• Work instructions:
Set down the data again word for word. Skip any pictures.

Stored data
-- -- --
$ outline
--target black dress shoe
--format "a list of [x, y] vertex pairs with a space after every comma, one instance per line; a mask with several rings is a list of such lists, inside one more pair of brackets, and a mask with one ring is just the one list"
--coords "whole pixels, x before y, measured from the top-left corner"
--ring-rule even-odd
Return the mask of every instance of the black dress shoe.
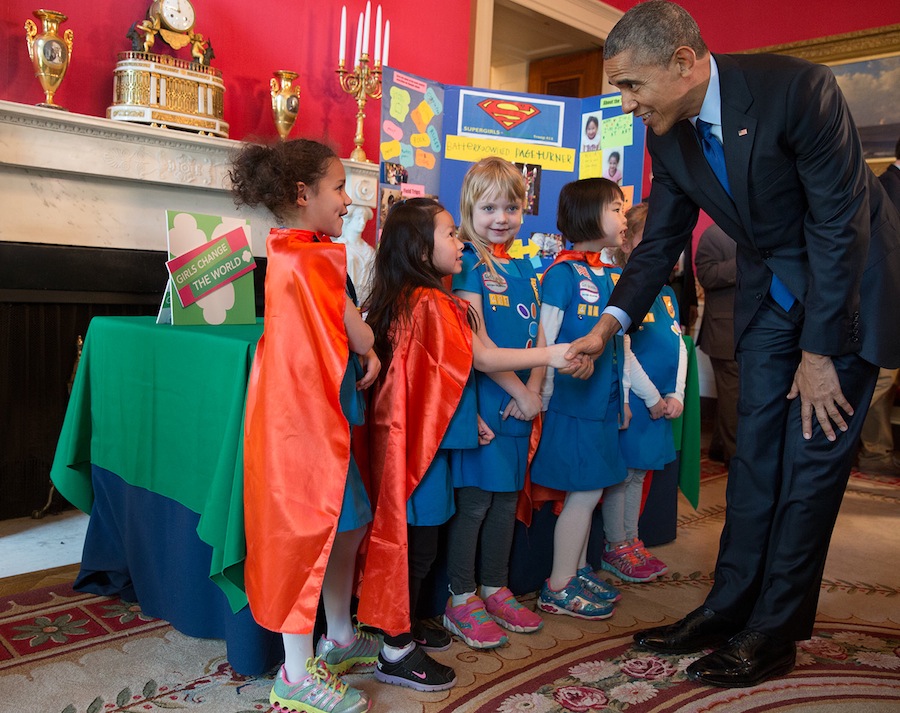
[[746, 688], [790, 673], [797, 660], [793, 641], [761, 631], [735, 634], [722, 648], [687, 667], [688, 678], [721, 688]]
[[721, 646], [735, 631], [737, 626], [731, 620], [709, 607], [700, 607], [674, 624], [639, 631], [634, 635], [634, 643], [662, 654], [686, 654]]

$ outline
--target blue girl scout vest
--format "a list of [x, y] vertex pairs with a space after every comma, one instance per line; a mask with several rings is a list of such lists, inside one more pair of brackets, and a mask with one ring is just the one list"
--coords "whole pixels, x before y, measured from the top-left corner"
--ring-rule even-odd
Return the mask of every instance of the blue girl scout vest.
[[[453, 276], [453, 289], [481, 295], [484, 328], [498, 347], [533, 347], [537, 340], [540, 292], [531, 262], [513, 259], [503, 265], [505, 271], [491, 274], [487, 266], [477, 265], [478, 253], [471, 243], [463, 248], [463, 269]], [[529, 369], [516, 375], [527, 381]], [[475, 372], [478, 413], [497, 435], [529, 436], [531, 422], [500, 418], [510, 396], [487, 374]]]

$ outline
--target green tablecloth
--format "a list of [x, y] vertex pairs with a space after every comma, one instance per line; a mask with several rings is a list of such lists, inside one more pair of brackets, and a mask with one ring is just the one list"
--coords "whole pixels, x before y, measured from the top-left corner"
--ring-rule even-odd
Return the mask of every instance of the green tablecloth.
[[696, 508], [700, 504], [700, 377], [694, 340], [685, 336], [688, 371], [684, 385], [684, 412], [672, 421], [675, 450], [681, 453], [678, 487]]
[[97, 317], [88, 329], [51, 470], [60, 493], [90, 513], [91, 465], [200, 515], [211, 579], [233, 611], [247, 603], [243, 419], [262, 334], [255, 325], [157, 325]]

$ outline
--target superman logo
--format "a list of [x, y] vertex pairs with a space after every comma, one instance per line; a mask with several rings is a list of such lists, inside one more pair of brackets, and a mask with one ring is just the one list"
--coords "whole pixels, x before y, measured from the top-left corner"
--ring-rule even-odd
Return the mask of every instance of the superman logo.
[[479, 102], [478, 106], [507, 131], [541, 113], [541, 110], [533, 104], [508, 99], [485, 99]]

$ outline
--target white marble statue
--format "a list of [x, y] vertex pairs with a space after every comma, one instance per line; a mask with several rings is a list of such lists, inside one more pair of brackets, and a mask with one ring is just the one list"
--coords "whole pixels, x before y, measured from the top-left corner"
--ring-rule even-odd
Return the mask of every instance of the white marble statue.
[[375, 265], [375, 249], [362, 238], [366, 223], [374, 213], [364, 205], [351, 205], [344, 216], [344, 232], [336, 241], [347, 246], [347, 272], [356, 288], [356, 296], [362, 305], [372, 290], [372, 268]]

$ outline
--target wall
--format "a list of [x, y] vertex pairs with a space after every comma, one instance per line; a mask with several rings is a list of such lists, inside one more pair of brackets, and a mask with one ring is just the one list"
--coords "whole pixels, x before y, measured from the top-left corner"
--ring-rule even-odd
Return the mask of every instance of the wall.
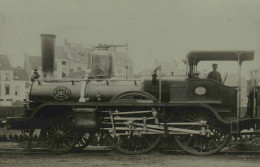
-- -- --
• Solution to this exercise:
$ outline
--target black dress shoe
--format "a list of [x, y] vertex pairs with a space after every comma, one instance per line; a mask with several rings is a list of such lists, inside one more pair of brackets, and a mask with one ring is just the one list"
--coords "whole pixels, x before y, measured from the top-left corner"
--ring-rule even-odd
Return the mask of every instance of the black dress shoe.
[[746, 688], [790, 673], [797, 660], [793, 641], [761, 631], [735, 634], [722, 648], [687, 667], [688, 678], [721, 688]]
[[721, 646], [735, 631], [737, 626], [731, 620], [709, 607], [700, 607], [674, 624], [639, 631], [634, 635], [634, 643], [662, 654], [686, 654]]

$ outline
--target blue girl scout vest
--format "a list of [x, y] vertex pairs with a space after every comma, one instance per line; a mask with several rings is a list of such lists, inside one more pair of brackets, and a mask with one ring is just the one list"
--coords "whole pixels, x before y, measured from the top-left corner"
--ring-rule even-odd
Return the mask of every instance of the blue girl scout vest.
[[[453, 276], [453, 289], [481, 295], [484, 328], [498, 347], [533, 347], [537, 340], [540, 292], [531, 262], [513, 259], [503, 265], [505, 271], [491, 274], [487, 266], [477, 265], [478, 253], [471, 243], [463, 248], [463, 269]], [[529, 369], [516, 375], [527, 381]], [[475, 372], [478, 413], [497, 435], [529, 436], [531, 422], [500, 418], [510, 396], [487, 374]]]

$ outline
--target green tablecloth
--format "a list of [x, y] vertex pairs with a space after every comma, one instance per line; a mask with several rings is a list of such lists, inside one more pair of brackets, and a mask with one ring is just the one list"
--coords "whole pixels, x before y, measured from the top-left corner"
--ring-rule even-odd
Return the mask of every instance of the green tablecloth.
[[696, 508], [700, 504], [700, 377], [694, 340], [685, 336], [688, 371], [684, 385], [684, 412], [672, 421], [675, 450], [681, 453], [678, 487]]
[[97, 317], [88, 329], [51, 470], [60, 493], [90, 513], [91, 465], [200, 515], [211, 579], [233, 611], [247, 603], [243, 419], [262, 334], [255, 325], [157, 325]]

$ outline
--target superman logo
--format "a list of [x, y] vertex pairs with a space after every comma, one instance per line; a mask with several rings is a list of such lists, inside one more pair of brackets, and a mask with one ring is just the one list"
--coords "whole pixels, x before y, measured from the top-left corner"
--ring-rule even-odd
Return the mask of every instance of the superman logo.
[[479, 102], [478, 106], [507, 131], [541, 113], [541, 110], [533, 104], [508, 99], [485, 99]]

$ outline
--target white marble statue
--format "a list of [x, y] vertex pairs with a space after every comma, one instance per line; a mask with several rings is a list of such lists, inside one more pair of brackets, and a mask with one ring is just the one list"
--coords "whole pixels, x before y, measured from the top-left corner"
--ring-rule even-odd
Return the mask of every instance of the white marble statue.
[[375, 265], [375, 249], [362, 238], [366, 223], [374, 213], [364, 205], [351, 205], [344, 216], [344, 232], [336, 241], [347, 246], [347, 272], [356, 288], [356, 296], [362, 305], [372, 290], [372, 268]]

$ outline
--target wall
--format "a list of [x, y] vertex pairs with a space after every comma, one instance per line; a mask with several rings is a list of such lists, inside one more pair of brackets, and a mask with one ring is just the one list"
--coords "whole pixels, x before y, measured from the top-left corner"
--ring-rule even-odd
Return the mask of every instance of the wall.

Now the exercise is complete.